━━━ RECORDS ━━━
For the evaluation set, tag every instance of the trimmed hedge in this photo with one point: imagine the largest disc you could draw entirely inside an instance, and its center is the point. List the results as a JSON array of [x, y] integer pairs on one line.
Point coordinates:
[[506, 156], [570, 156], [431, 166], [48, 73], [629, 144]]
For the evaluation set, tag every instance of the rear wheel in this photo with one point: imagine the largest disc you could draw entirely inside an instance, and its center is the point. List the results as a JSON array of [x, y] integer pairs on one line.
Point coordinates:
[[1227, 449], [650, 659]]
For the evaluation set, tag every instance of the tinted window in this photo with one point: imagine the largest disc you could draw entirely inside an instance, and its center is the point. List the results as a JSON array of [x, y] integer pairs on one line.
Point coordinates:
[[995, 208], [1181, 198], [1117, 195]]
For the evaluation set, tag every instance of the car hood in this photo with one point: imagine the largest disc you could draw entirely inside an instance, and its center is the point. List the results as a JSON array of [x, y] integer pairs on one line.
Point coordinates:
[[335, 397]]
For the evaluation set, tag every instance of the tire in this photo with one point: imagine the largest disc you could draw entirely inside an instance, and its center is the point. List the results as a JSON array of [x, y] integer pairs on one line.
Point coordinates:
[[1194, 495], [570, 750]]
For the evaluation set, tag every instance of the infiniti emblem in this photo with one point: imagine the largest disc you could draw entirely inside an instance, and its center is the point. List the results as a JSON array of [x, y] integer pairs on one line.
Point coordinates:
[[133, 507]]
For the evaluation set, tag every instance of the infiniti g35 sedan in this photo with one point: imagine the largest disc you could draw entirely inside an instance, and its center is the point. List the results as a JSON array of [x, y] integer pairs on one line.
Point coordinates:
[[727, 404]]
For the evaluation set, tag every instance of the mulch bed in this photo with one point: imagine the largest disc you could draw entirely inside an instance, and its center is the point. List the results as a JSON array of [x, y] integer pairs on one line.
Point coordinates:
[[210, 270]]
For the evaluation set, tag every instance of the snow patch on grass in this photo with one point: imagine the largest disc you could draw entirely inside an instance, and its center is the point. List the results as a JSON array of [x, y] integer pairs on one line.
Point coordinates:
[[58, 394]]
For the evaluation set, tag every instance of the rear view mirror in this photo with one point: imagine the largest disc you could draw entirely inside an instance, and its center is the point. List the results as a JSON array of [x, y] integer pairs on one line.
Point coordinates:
━━━
-- PROBLEM REQUIREMENTS --
Can you reproduce all of the material above, line for line and unchanged?

-- EXERCISE OUTPUT --
For the evaluation set, tag every instance of the trimmed hedge in this photo with one point: imagine the largest disc you could draw entirely inside an instance, and its center is the point. List the results as a JSON array of [x, y] integer pairs on one line.
Point coordinates:
[[506, 156], [570, 156], [431, 166], [48, 73], [629, 144]]
For the evaluation set, tag every instance of the rear wheel in this photo with one point: imagine the largest disc you could draw entirely inside an instance, and its center is the point. List the results as a JSON array of [x, y] integer pairs on one line.
Point coordinates:
[[1227, 449], [650, 659]]
For the evaluation set, tag every instance of the tinted window in this photo with one point: imagine the largest disc you could draw entirely inside an instance, and its center is the point. List the results as a JSON array of [x, y] integer pairs on one line.
Point coordinates:
[[995, 208], [1181, 198], [1117, 195]]
For the evaluation set, tag every instance of the car hood in this photo with one point: imagine the largest disc you could draw entirely inside an instance, and its center is the point. List the results as a JSON array of [x, y] integer pairs on one line.
Point coordinates:
[[335, 397]]
For the evaluation set, tag every instance of the tire in this photo with one point: imagine the largest disc you could draw entirely inside an instance, and its center is the point. List the results as a JSON array of [x, y] integer pairs on one line.
Point coordinates:
[[1194, 495], [570, 750]]
For the evaluation set, tag every instance of the infiniti emblem in this photo with one point: imagine the largest disc you could draw entirely inside an instance, and its center is the point. List the results as a JSON array of [x, y] integer pairs on one line.
Point coordinates:
[[133, 507]]
For the evaluation set, tag every instance of the infiniti g35 sedan in this photo with one point: imagine the largest disc you could draw entirely inside an instance, and its center is the point. List the results as a JSON array of [x, y] integer pairs on one line.
Point coordinates:
[[727, 404]]
For the evaluation set, tag every instance of the mulch bed in this photo with one point: imagine the largest disc you could draw entirely inside an instance, and its center is the point. List the results as a JSON array of [x, y] integer pairs on one line.
Point coordinates:
[[210, 270]]
For the evaluation set, tag every instance of the snow patch on grass in this photo with one point: imagine the largest disc you could draw entirely inside an instance, and its center is the point. List the results as a JSON array of [x, y] integer pairs on one line.
Point coordinates:
[[58, 394]]
For the evaluation set, tag every instance of the rear view mirror in this photo with one point: imagine the largest disc you could draw entirely inside an instance, and its center is the point. List the results as a JSON array of [x, y] integer pairs on one line.
Point coordinates:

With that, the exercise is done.